**Problem statement:**
Write out exactly the line containing "# test: for every instance of the bird's leg, mark" along with each line that follows it in the records below, and no others.

**Data for processing:**
━━━━━━━━

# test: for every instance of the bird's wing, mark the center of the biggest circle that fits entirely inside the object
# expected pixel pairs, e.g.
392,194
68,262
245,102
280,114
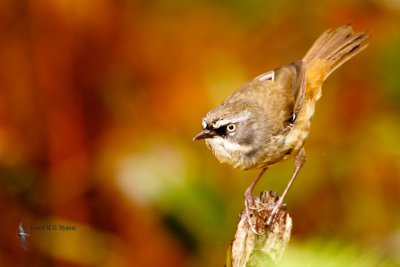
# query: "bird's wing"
292,85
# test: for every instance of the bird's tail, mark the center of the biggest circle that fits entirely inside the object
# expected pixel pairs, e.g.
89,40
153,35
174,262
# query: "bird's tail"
330,51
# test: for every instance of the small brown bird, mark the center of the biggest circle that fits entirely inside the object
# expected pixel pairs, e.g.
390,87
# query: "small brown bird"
268,119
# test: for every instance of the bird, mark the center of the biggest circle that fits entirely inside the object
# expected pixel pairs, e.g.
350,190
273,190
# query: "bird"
23,236
267,120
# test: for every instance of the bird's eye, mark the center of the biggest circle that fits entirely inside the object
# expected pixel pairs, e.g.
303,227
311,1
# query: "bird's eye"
231,127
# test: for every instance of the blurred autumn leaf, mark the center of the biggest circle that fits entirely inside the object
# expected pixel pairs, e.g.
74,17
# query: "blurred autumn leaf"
99,101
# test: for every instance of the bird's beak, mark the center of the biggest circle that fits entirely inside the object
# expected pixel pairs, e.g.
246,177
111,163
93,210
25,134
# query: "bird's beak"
205,134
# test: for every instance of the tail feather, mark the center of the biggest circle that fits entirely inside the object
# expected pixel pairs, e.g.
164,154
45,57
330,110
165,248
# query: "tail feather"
330,51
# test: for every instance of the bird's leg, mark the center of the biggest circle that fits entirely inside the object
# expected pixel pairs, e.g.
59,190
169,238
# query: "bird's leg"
248,199
299,162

━━━━━━━━

**Solution for this problem:**
# test: for every instance of the bird's leg, mark the center of the biggest circle that fits entirely inside the object
# expected pixel pairs, e.g.
59,190
169,238
# query: "bird's leg"
248,199
299,162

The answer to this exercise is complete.